Lista de tarefas →
(1) Traduza para o inglês esta frase do texto de leitura: "E isso está em sintonia com uma caminhada ainda mais ampla, aquela feita nos dois milênios de vida cristã."
(2) Transcreva o trecho do texto de leitura que vai de "No pontificado do" até "2021, n. 3).", inclusive.
(3) Responda com base no texto de leitura:
(a) Segundo o texto, dentro de que linha está tudo no pontificado do papa Francisco?
(b) Em conexão com que instituição a iniciativa deve ser vista?
(c) O que a história da evangelização destes dois milênios manifesta, com grande evidência?

Texto de leitura →
━━━
No pontificado do papa Francisco, como é bem notável, tudo está dentro de uma linha ministerial. Por conseguinte, essa iniciativa deve ser vista em conexão com a instituição do acólito e do leitor, tornando possível a existência de leigos mais bem formados e preparados para a transmissão da fé. E isso está em sintonia com uma caminhada ainda mais ampla, aquela feita nos dois milênios de vida cristã. “Toda a história da evangelização destes dois milênios manifesta, com grande evidência, como foi eficaz a missão dos catequistas” (FRANCISCO, 2021, n. 3).
━━━
Seção de dados →
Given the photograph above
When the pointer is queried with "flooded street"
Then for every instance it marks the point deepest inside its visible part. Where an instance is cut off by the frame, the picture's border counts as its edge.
━━━
Respostas dos exercícios →
(1) And this is in harmony with an even broader journey, the one made over the two millennia of Christian life.

(2)
No pontificado do papa Francisco, como é bem notável, tudo está dentro de uma linha ministerial. Por conseguinte, essa iniciativa deve ser vista em conexão com a instituição do acólito e do leitor, tornando possível a existência de leigos mais bem formados e preparados para a transmissão da fé. E isso está em sintonia com uma caminhada ainda mais ampla, aquela feita nos dois milênios de vida cristã. “Toda a história da evangelização destes dois milênios manifesta, com grande evidência, como foi eficaz a missão dos catequistas” (FRANCISCO, 2021, n. 3).

(3)
(a) Dentro de uma linha ministerial.
(b) Com a instituição do acólito e do leitor.
(c) Como foi eficaz a missão dos catequistas.